*What is expected*
Reproduce these lines verbatim, from the first to the last.

::: Provided entries :::

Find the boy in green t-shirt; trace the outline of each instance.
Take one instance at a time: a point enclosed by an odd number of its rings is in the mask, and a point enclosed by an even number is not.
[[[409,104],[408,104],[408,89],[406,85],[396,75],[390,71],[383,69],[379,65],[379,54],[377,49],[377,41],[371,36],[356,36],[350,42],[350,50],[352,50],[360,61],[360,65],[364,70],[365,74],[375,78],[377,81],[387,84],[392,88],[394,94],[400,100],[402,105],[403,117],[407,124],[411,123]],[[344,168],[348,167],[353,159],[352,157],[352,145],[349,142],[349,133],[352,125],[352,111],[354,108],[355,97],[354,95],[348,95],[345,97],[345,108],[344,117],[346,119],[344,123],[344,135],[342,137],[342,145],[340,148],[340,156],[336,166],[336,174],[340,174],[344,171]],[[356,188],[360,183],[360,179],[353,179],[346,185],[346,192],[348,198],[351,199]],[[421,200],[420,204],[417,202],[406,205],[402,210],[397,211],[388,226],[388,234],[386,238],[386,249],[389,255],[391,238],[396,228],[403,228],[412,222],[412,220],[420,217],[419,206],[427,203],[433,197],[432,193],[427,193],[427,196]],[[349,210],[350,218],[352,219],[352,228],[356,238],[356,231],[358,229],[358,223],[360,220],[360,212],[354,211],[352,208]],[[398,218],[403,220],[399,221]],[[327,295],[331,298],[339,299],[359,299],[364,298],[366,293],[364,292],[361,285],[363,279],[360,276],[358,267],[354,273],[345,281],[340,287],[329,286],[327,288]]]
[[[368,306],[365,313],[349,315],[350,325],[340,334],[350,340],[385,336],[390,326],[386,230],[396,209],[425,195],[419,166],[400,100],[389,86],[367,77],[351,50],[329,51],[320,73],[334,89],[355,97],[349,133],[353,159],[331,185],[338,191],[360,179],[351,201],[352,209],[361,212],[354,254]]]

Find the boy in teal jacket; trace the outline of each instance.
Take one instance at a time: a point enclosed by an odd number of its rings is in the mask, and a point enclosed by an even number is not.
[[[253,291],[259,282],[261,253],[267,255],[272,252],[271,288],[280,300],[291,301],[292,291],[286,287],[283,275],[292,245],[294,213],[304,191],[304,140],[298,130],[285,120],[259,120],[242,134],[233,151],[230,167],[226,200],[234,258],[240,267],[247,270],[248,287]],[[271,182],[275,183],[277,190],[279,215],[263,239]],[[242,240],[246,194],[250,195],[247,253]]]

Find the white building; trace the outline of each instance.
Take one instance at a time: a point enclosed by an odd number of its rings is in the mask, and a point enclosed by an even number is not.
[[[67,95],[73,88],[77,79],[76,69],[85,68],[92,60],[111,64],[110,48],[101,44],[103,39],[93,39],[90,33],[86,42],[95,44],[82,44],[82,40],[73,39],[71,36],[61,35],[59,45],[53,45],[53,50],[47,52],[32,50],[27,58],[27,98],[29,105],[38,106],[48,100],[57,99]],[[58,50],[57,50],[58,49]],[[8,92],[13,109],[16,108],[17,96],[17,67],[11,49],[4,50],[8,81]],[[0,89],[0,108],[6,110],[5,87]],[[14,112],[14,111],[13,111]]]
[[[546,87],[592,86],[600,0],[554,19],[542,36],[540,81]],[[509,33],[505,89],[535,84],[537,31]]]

:::

*Output*
Find the boy in green t-shirt; trace the outline of each instance.
Take one instance at a time: a point enclosed by an odd number of its rings is in the mask, and a point enclosed by an even number is not.
[[[409,104],[408,104],[408,89],[406,85],[396,75],[390,71],[383,69],[379,65],[379,54],[377,49],[377,41],[371,36],[356,36],[350,42],[350,50],[352,50],[360,61],[360,65],[364,70],[365,74],[375,78],[377,81],[387,84],[392,88],[394,94],[400,100],[402,105],[403,117],[407,124],[411,123]],[[344,168],[348,167],[353,159],[352,157],[352,145],[349,142],[349,133],[352,125],[352,111],[354,108],[355,97],[354,95],[348,95],[345,97],[345,108],[344,117],[346,119],[344,123],[344,135],[342,137],[342,145],[340,148],[340,156],[336,166],[336,174],[340,174],[344,171]],[[356,188],[360,183],[360,179],[353,179],[346,185],[346,192],[348,198],[351,199]],[[421,200],[420,204],[417,202],[406,205],[402,210],[397,211],[388,226],[388,234],[386,238],[386,249],[389,255],[391,238],[396,228],[403,228],[412,222],[412,220],[420,217],[419,206],[427,203],[433,197],[432,193],[427,193],[427,196]],[[349,210],[350,218],[352,219],[352,228],[356,238],[356,231],[358,229],[358,223],[360,220],[360,212],[354,211],[352,208]],[[398,218],[403,220],[399,221]],[[327,295],[331,298],[339,299],[359,299],[364,298],[366,293],[364,292],[361,285],[363,279],[360,276],[358,267],[354,273],[345,281],[340,287],[329,286],[327,288]]]
[[[368,306],[365,313],[349,315],[350,325],[340,334],[350,340],[385,336],[390,326],[386,230],[396,209],[425,195],[419,166],[400,100],[389,86],[367,77],[351,50],[329,51],[320,73],[334,89],[355,97],[349,133],[353,159],[331,185],[338,191],[360,179],[351,201],[352,209],[361,212],[354,254]]]

Find the boy in teal jacket; trace the outline of each instance.
Take one instance at a time: a point enclosed by an odd number of its rings is in the mask, and a point enclosed by an even number is not.
[[[253,291],[259,282],[261,253],[267,255],[272,252],[271,288],[280,300],[291,301],[292,291],[286,287],[283,275],[292,245],[294,213],[304,191],[304,140],[298,130],[285,120],[259,120],[242,134],[233,151],[230,167],[226,200],[234,258],[240,267],[247,270],[248,287]],[[271,182],[275,183],[277,190],[279,215],[263,239]],[[242,240],[246,194],[250,195],[247,253]]]

Find the white building; trace the outline of each instance.
Take one instance at a time: a point enclosed by an odd number of its rings is in the mask, and a point enclosed by an even number is not.
[[[67,95],[73,88],[77,79],[76,69],[85,68],[92,60],[111,64],[110,48],[101,44],[103,39],[93,39],[90,33],[86,42],[95,44],[82,44],[82,40],[73,39],[71,36],[61,35],[59,45],[53,45],[53,50],[47,52],[32,50],[27,58],[27,98],[29,105],[38,106],[48,100],[57,99]],[[58,50],[57,50],[58,49]],[[8,92],[13,109],[16,108],[17,96],[17,67],[11,49],[4,50],[8,81]],[[0,89],[0,108],[6,110],[5,87]],[[14,112],[14,111],[13,111]]]
[[[546,87],[592,86],[600,0],[554,19],[542,36],[540,81]],[[509,33],[505,89],[535,84],[537,31]]]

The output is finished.